WORK TO COMPLETE:
Please rewrite the entries below line for line, from the start through the line that contains "point(34, 257)", adding 26 to both numbers of every answer coordinate and leaving all other lines unchanged. Omit the pictures.

++++ EXTRACTED MATERIAL

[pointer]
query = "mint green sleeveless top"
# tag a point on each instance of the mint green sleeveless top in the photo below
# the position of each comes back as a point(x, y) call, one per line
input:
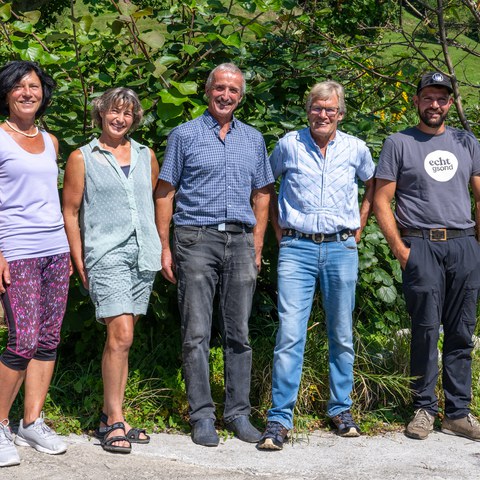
point(115, 206)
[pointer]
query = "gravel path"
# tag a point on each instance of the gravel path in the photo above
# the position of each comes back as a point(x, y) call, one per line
point(321, 455)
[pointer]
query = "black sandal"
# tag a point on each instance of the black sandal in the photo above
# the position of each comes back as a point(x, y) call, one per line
point(133, 435)
point(106, 442)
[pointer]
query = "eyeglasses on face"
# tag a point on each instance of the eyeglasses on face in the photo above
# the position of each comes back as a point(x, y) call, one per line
point(329, 111)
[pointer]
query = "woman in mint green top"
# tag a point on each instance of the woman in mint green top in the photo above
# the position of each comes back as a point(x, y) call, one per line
point(110, 223)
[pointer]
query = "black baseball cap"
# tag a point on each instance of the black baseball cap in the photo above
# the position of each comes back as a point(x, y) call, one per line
point(434, 79)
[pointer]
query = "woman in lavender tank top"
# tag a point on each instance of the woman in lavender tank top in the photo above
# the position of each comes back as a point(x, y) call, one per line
point(34, 257)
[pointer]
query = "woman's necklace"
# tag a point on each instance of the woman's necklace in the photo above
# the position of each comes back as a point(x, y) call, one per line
point(29, 135)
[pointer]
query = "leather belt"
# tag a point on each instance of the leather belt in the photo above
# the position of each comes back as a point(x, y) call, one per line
point(437, 234)
point(231, 227)
point(320, 237)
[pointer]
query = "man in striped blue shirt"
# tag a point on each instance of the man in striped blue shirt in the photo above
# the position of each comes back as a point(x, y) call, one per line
point(318, 223)
point(216, 168)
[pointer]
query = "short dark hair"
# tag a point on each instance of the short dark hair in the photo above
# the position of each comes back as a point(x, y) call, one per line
point(13, 72)
point(114, 97)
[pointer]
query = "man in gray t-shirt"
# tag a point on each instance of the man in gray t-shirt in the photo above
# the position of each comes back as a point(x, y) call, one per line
point(428, 169)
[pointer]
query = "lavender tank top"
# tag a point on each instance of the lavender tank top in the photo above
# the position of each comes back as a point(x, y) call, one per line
point(31, 222)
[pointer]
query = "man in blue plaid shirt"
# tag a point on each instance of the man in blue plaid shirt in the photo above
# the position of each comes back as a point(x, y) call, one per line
point(217, 170)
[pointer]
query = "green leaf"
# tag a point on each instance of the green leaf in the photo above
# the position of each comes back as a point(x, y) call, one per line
point(33, 16)
point(5, 12)
point(168, 97)
point(381, 276)
point(259, 30)
point(33, 52)
point(387, 294)
point(166, 111)
point(233, 40)
point(198, 110)
point(167, 60)
point(127, 8)
point(86, 23)
point(153, 39)
point(23, 26)
point(186, 88)
point(190, 49)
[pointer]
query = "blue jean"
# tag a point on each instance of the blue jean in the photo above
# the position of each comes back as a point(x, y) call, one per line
point(301, 265)
point(210, 262)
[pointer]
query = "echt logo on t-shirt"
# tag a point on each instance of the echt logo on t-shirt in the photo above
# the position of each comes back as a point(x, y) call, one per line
point(441, 165)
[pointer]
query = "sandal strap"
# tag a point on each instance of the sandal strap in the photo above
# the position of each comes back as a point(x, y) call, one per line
point(108, 441)
point(114, 426)
point(104, 418)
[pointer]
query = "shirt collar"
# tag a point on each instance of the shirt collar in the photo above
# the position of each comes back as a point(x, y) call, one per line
point(336, 139)
point(211, 122)
point(135, 145)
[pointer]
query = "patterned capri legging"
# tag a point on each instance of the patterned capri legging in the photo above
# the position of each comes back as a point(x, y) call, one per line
point(34, 305)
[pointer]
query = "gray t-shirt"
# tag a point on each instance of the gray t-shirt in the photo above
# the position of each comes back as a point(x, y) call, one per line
point(432, 173)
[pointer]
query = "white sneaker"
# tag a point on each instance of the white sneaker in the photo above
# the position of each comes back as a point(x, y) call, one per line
point(41, 437)
point(8, 452)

++++++++

FULL RESPONSE:
[pointer]
query = "mint green sleeveless top"
# tag a point on each instance of the mint green sleeveless top in the photo below
# the position of each comes back as a point(x, y) call, one per line
input:
point(141, 232)
[pointer]
query = "gravel path"
# tag a point on each instance of the gravel path in the photo above
# the position of each comes back as a point(x, y) call, one per line
point(347, 481)
[pointer]
query = "black sandal"
# tag a point on each instance of the black sandal in the photo above
# the position of each comes back as a point(x, y) call, one per line
point(159, 461)
point(132, 468)
[pointer]
query = "eyeglasses on face"
# tag a point on each instance of the eyeglasses on face in the photo above
# the position of each comes back as a point(x, y) call, one per line
point(355, 137)
[pointer]
query = "woman in mint green top"
# tag a point on each instance of the woman in mint green top in the photo above
# the position of each comes back as a point(x, y) call, one per line
point(136, 249)
[pointer]
query = "black baseball cap"
# tag a point on each instance of the black baseball cap in the photo above
# the position of each comes back as a point(x, y) call, one per line
point(460, 105)
[pointer]
query = "woman in lavender tank top"
# tag a point on each instance of the woman in lavender tank top in the photo above
# the position of each comes back as a point(x, y) call, one per line
point(60, 283)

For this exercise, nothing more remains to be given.